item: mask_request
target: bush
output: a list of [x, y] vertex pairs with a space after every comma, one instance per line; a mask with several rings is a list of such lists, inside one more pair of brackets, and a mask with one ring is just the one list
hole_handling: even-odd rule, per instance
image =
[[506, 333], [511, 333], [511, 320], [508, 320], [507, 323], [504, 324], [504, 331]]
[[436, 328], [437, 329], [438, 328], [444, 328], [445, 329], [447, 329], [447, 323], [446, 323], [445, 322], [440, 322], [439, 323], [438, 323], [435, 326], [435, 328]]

☆ ☆ ☆ ☆ ☆

State how many lines of the listing above contain the string "instance", counting only matches in the same case. Reply with the number alone.

_ANSWER IN FULL_:
2